About this exercise: Could the records be returned exactly, with the pictures left out?

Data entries
* * * * * * * * *

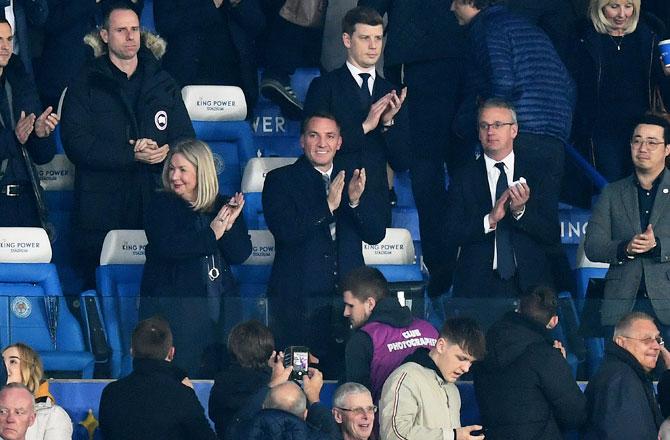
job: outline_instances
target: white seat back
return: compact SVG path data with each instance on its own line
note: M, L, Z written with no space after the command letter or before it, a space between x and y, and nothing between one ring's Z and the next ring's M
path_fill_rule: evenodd
M247 117L247 102L239 87L186 86L181 97L192 121L243 121Z
M243 264L251 266L271 265L275 259L275 238L266 229L251 230L251 255Z
M105 236L100 266L108 264L144 264L147 236L142 229L117 229Z
M64 154L56 154L51 162L37 165L37 172L45 191L74 190L74 164Z
M255 157L249 160L242 176L242 192L262 192L265 177L275 168L291 165L296 157Z
M386 228L386 236L378 244L363 243L366 265L414 264L414 242L407 229Z
M0 263L50 263L51 243L42 228L0 228Z

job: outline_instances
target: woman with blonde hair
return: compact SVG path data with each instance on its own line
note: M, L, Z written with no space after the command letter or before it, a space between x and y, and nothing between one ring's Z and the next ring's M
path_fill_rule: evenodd
M656 97L670 98L670 68L659 62L663 25L641 13L640 0L589 0L588 18L570 63L573 142L612 182L632 173L630 133L641 115L657 110Z
M28 428L26 440L71 440L72 420L56 405L44 380L42 359L35 350L17 342L2 351L7 383L22 383L35 395L35 423Z
M162 183L144 221L140 314L168 319L174 361L197 376L203 350L224 340L222 305L236 294L230 264L251 254L244 197L219 195L212 152L194 139L170 147Z

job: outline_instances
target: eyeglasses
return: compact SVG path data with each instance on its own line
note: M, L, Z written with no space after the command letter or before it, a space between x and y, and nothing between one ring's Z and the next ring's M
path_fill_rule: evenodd
M505 125L514 125L514 124L516 124L516 122L500 122L500 121L495 121L495 122L492 122L492 123L490 123L490 124L488 124L488 123L486 123L486 122L480 122L479 124L477 124L477 127L479 127L479 129L480 129L481 131L488 131L489 128L493 128L494 130L500 130L500 129L503 128Z
M665 144L663 141L655 141L651 139L640 139L640 138L635 138L631 139L630 141L630 146L633 148L641 148L643 145L646 145L649 151L654 151L657 149L660 145Z
M374 414L374 413L377 412L377 405L372 405L372 406L368 406L368 407L365 407L365 408L363 408L361 406L358 406L356 408L341 408L339 406L336 406L335 408L337 408L339 410L342 410L342 411L350 411L357 416L364 416L366 414Z
M663 340L663 338L661 336L656 336L656 337L649 336L648 338L631 338L630 336L621 335L621 337L626 338L626 339L632 339L634 341L640 341L644 345L651 345L651 344L654 343L654 341L656 341L656 343L658 343L658 345L665 345L665 341Z

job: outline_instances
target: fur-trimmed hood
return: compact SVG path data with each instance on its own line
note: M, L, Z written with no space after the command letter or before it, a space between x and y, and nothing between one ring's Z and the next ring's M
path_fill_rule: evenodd
M167 42L158 35L143 29L140 33L140 39L142 41L142 46L147 48L157 60L160 60L161 57L165 55ZM102 41L99 29L86 34L86 36L84 36L84 43L91 46L95 58L107 53L107 44Z

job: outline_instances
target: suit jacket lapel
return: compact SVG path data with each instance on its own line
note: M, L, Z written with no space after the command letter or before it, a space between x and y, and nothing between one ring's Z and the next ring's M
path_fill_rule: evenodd
M367 111L365 112L365 114L363 114L363 109L361 108L361 98L358 95L360 87L358 87L358 83L356 82L354 77L351 76L351 72L349 71L347 65L345 64L344 66L340 67L338 73L342 85L340 90L342 90L344 94L343 96L344 101L349 103L350 105L349 108L351 108L352 111L358 112L359 116L367 115Z
M477 161L479 162L479 171L476 175L471 176L470 188L472 188L475 192L475 197L477 197L477 206L486 206L491 210L493 203L491 203L491 189L489 188L489 178L486 174L484 155L480 156Z
M649 223L652 225L658 224L661 216L665 214L665 210L670 202L670 172L667 169L663 171L663 179L658 184L656 191L656 198L654 199L654 206L651 208L651 216L649 216Z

* * * * * * * * *

The answer:
job: outline_instances
target: white seat back
return: compact SVG path data with each instance on its own line
note: M, L, Z written with no space after the command letter or before it, a space between x and y, and nothing between one ring's Z and the next ring's M
path_fill_rule: evenodd
M247 117L247 102L239 87L186 86L181 97L192 121L243 121Z
M243 264L251 266L271 265L275 259L275 238L266 229L251 230L251 255Z
M105 236L100 266L108 264L144 264L147 236L142 229L117 229Z
M64 154L56 154L51 162L37 165L37 172L45 191L74 190L74 164Z
M255 157L249 160L242 176L242 192L262 192L265 177L275 168L291 165L296 157Z
M386 228L386 236L378 244L363 243L366 265L414 264L414 242L407 229Z
M0 263L50 263L51 243L42 228L0 228Z

job: outline_instances
target: woman with blonde hair
return: compact SVG path data with each instance on its own line
note: M, L, Z written with no space after the command letter or before it, a space between x and y, and nothing between one ring's Z and the next ring's M
path_fill_rule: evenodd
M656 97L670 98L670 68L659 62L663 25L641 13L640 0L589 0L588 18L570 63L573 142L612 182L632 173L630 133L641 115L657 110Z
M28 428L26 440L71 440L72 420L56 405L44 380L42 359L35 350L17 342L2 351L7 383L22 383L35 395L35 423Z
M162 183L144 221L140 314L168 319L174 361L197 376L203 350L224 340L222 305L236 294L230 264L251 254L244 197L219 195L212 152L194 139L170 147Z

job: outline_instances
target: eyeglasses
return: compact SVG path data with each instance on its own line
note: M, L, Z written with no space after the command letter or before it, a space between x and y, and nothing between one ring's Z and the next ring's M
path_fill_rule: evenodd
M505 125L514 125L514 124L516 124L516 122L500 122L500 121L495 121L495 122L492 122L492 123L490 123L490 124L488 124L488 123L486 123L486 122L480 122L479 124L477 124L477 127L479 127L479 129L480 129L481 131L488 131L489 128L493 128L494 130L500 130L500 129L503 128Z
M665 144L663 141L655 141L651 139L640 139L640 138L635 138L631 139L630 141L630 146L633 148L641 148L643 145L646 145L649 151L654 151L657 149L660 145Z
M374 414L374 413L377 412L377 405L372 405L372 406L368 406L368 407L365 407L365 408L363 408L361 406L358 406L356 408L341 408L339 406L336 406L335 408L337 408L339 410L342 410L342 411L350 411L357 416L364 416L366 414Z
M663 340L663 338L661 336L656 336L656 337L649 336L648 338L631 338L630 336L621 335L621 337L626 338L626 339L632 339L634 341L640 341L644 345L651 345L651 344L654 343L654 341L656 341L656 343L658 343L658 345L665 345L665 341Z

job: outline_instances
target: fur-trimmed hood
return: compact SVG path data with each instance on its own line
note: M, L, Z written with no space after the command letter or before it, a space between x and y, and nothing between one ring's Z and the next ring's M
path_fill_rule: evenodd
M167 42L158 35L143 29L140 33L140 39L142 41L142 46L147 48L157 60L160 60L161 57L165 55ZM102 41L99 29L86 34L86 36L84 36L84 43L91 46L95 58L107 53L107 44Z

job: outline_instances
target: suit jacket lapel
return: compact SVG path data with each instance on its own line
note: M, L, Z written with no space after the command letter or before it, a space between x and y, and nothing between one ring's Z and the next ring's M
path_fill_rule: evenodd
M367 111L365 112L365 114L363 114L363 109L361 108L361 98L358 95L360 87L358 87L358 83L356 82L354 77L351 76L351 72L349 71L347 65L345 64L344 66L340 67L338 73L342 85L340 90L342 90L344 94L343 96L344 101L349 103L350 105L349 108L351 108L352 111L358 112L359 116L367 115Z
M477 161L479 162L479 171L476 175L471 176L470 188L472 188L475 192L475 197L477 197L477 206L486 206L491 210L493 203L491 203L491 189L489 188L489 178L486 174L484 155L480 156Z
M649 223L652 225L658 224L661 216L665 214L665 210L670 202L670 172L667 169L663 171L663 179L658 184L656 191L656 198L654 199L654 206L651 208L651 216L649 216Z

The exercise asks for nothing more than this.